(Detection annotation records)

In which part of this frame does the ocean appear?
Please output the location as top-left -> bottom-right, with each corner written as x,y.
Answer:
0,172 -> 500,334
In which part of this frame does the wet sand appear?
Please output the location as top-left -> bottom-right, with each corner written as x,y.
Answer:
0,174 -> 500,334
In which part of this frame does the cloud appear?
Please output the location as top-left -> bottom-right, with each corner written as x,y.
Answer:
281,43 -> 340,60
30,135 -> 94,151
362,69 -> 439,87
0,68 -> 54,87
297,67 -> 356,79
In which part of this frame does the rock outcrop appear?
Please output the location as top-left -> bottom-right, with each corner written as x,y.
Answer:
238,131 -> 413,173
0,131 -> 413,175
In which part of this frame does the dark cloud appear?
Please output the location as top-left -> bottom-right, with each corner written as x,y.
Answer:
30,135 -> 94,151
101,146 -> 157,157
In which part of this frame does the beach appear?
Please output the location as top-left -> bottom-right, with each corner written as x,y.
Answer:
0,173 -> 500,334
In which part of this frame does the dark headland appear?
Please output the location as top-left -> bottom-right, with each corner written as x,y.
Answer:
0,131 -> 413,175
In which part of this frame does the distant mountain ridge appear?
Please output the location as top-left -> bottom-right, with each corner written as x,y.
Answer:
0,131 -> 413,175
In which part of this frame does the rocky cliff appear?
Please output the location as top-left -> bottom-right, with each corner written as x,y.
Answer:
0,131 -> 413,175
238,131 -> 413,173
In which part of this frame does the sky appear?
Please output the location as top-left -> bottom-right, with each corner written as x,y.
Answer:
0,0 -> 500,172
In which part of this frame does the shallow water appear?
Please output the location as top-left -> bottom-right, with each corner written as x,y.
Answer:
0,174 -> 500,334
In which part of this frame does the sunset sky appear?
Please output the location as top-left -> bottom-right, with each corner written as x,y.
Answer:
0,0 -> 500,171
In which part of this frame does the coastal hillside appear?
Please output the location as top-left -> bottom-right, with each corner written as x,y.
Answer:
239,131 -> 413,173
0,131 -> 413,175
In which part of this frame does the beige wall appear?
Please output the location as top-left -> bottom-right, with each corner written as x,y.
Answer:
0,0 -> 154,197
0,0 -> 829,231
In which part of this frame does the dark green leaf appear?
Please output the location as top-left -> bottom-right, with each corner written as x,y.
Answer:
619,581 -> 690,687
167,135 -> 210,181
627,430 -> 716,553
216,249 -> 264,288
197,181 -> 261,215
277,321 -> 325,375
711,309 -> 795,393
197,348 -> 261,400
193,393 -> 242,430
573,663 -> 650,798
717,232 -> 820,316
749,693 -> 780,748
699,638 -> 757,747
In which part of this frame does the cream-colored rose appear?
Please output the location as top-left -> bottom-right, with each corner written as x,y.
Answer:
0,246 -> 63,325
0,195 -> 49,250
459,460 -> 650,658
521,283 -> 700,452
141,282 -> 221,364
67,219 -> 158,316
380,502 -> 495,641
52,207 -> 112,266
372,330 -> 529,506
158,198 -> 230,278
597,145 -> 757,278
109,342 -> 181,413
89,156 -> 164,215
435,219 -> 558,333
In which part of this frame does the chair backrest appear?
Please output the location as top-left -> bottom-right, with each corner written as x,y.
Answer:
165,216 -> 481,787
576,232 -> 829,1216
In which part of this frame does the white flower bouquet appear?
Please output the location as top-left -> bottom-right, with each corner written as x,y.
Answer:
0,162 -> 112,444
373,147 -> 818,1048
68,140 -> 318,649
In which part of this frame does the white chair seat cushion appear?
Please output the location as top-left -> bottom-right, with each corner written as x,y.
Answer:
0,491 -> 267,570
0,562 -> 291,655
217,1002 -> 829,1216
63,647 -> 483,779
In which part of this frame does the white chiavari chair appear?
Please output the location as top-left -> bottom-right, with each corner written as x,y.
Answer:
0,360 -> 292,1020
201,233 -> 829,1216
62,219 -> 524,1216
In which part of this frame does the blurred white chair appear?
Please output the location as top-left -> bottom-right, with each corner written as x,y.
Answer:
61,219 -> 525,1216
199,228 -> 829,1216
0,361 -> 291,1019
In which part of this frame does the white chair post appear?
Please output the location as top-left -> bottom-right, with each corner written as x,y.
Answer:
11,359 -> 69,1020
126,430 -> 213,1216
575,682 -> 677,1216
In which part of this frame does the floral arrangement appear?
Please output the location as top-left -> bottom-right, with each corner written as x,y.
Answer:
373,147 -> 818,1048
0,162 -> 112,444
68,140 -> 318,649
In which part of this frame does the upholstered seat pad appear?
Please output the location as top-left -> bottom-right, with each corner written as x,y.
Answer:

**TO DO**: Reproduce verbatim the lines above, starting with the line that contains "In which part of this frame does the sunset" and continuing through the line that contains "0,0 -> 500,171", including both of those lines.

**THE REPLY**:
In which part of this frame does the sunset sky appear?
Please output the location as top-left -> bottom-right, with each corner written as x,y.
Answer:
0,0 -> 500,171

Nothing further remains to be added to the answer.